**Extracted records:**
►
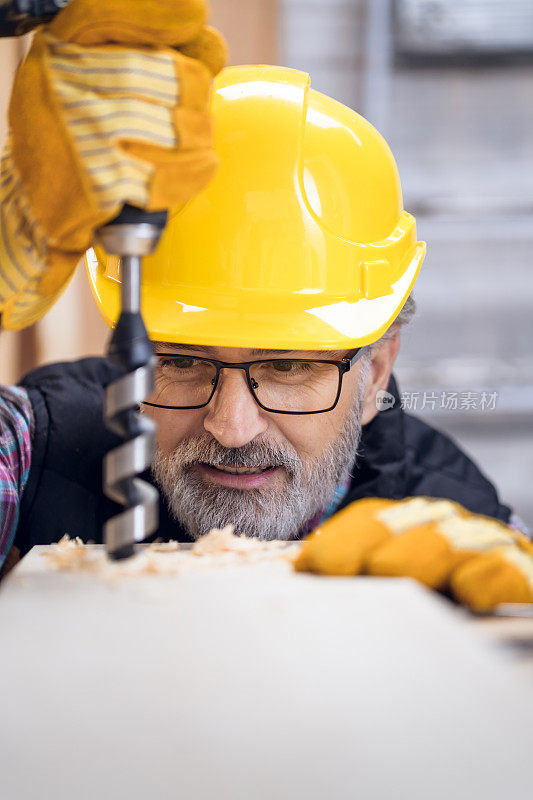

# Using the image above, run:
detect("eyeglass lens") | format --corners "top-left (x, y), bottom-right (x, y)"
top-left (151, 357), bottom-right (342, 412)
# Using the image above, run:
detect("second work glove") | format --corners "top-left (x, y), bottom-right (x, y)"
top-left (294, 496), bottom-right (533, 612)
top-left (0, 0), bottom-right (227, 329)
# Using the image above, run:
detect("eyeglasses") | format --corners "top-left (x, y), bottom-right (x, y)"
top-left (142, 349), bottom-right (365, 415)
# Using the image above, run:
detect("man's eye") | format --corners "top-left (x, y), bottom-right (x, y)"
top-left (174, 357), bottom-right (196, 369)
top-left (271, 360), bottom-right (296, 372)
top-left (270, 360), bottom-right (312, 373)
top-left (159, 356), bottom-right (195, 369)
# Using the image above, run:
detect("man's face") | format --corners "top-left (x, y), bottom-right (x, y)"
top-left (146, 344), bottom-right (374, 541)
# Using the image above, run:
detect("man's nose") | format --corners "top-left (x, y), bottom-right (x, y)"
top-left (203, 368), bottom-right (268, 447)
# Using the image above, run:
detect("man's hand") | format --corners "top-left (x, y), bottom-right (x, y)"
top-left (0, 0), bottom-right (227, 329)
top-left (294, 496), bottom-right (533, 612)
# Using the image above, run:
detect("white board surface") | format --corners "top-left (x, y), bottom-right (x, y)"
top-left (0, 545), bottom-right (532, 800)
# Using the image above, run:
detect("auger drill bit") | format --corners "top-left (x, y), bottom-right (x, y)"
top-left (97, 206), bottom-right (167, 559)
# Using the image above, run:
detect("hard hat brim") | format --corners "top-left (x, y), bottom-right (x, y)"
top-left (86, 241), bottom-right (424, 350)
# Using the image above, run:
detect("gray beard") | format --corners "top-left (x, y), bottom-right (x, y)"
top-left (151, 357), bottom-right (370, 541)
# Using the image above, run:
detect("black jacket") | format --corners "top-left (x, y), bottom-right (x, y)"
top-left (14, 357), bottom-right (511, 557)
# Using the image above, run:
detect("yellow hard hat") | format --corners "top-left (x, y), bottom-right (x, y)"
top-left (86, 65), bottom-right (425, 349)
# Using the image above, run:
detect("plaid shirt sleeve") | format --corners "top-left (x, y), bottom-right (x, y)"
top-left (0, 385), bottom-right (33, 568)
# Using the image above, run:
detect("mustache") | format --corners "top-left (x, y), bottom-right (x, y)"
top-left (164, 433), bottom-right (303, 476)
◄
**EXERCISE REQUIREMENTS:** What is needed is an exact repeat of every entry above, with the pictures left out.

**ANSWER BOX:**
# Using the image above, run:
detect("eyeglass lens") | format --corners "top-left (x, y), bottom-right (x, y)"
top-left (151, 357), bottom-right (342, 412)
# Using the image above, run:
detect("second work glove") | format --corners "top-left (x, y), bottom-right (x, y)"
top-left (294, 496), bottom-right (533, 612)
top-left (0, 0), bottom-right (227, 329)
# Using the image above, run:
detect("eyeglasses") | format --corners "top-left (x, y), bottom-right (x, y)"
top-left (142, 349), bottom-right (365, 415)
# Using the image above, run:
detect("man's eye") | format --corners "top-left (x, y), bottom-right (x, y)"
top-left (174, 357), bottom-right (196, 369)
top-left (271, 360), bottom-right (296, 372)
top-left (270, 360), bottom-right (312, 373)
top-left (159, 356), bottom-right (195, 369)
# Using the image above, run:
detect("man's face") | format --corners "top-left (x, y), bottom-right (x, y)"
top-left (146, 344), bottom-right (374, 541)
# Using the image above, run:
detect("man's nose") | format --corners "top-left (x, y), bottom-right (x, y)"
top-left (203, 368), bottom-right (268, 447)
# Using the image above, run:
detect("man's hand") | format --corners "top-left (x, y), bottom-right (x, y)"
top-left (0, 0), bottom-right (227, 329)
top-left (294, 496), bottom-right (533, 612)
# Using the image above, run:
detect("white board surface") | format --corners "top-left (x, y), bottom-right (x, y)"
top-left (0, 545), bottom-right (532, 800)
# Using the image above, run:
detect("auger drill bit") | format --corners "top-left (x, y), bottom-right (x, y)"
top-left (97, 206), bottom-right (167, 559)
# Using the image above, run:
detect("hard hat brim") | format --corners "top-left (x, y), bottom-right (x, y)"
top-left (86, 241), bottom-right (424, 350)
# Using the image above, run:
detect("gray beard") | format --corners "top-left (x, y), bottom-right (x, y)"
top-left (151, 357), bottom-right (370, 541)
# Using the image above, run:
detect("black jacket") | format --corners "top-left (x, y), bottom-right (x, y)"
top-left (14, 357), bottom-right (511, 557)
# Using the image above, run:
detect("yellow hard hat") | format --corners "top-left (x, y), bottom-right (x, y)"
top-left (86, 65), bottom-right (425, 349)
# Using the image above, run:
detect("plaid shirt sleeve") | format --corners "top-left (x, y), bottom-right (x, y)"
top-left (0, 385), bottom-right (33, 568)
# Using the image above, run:
detect("mustache") | format --corners "top-left (x, y), bottom-right (x, y)"
top-left (164, 433), bottom-right (303, 476)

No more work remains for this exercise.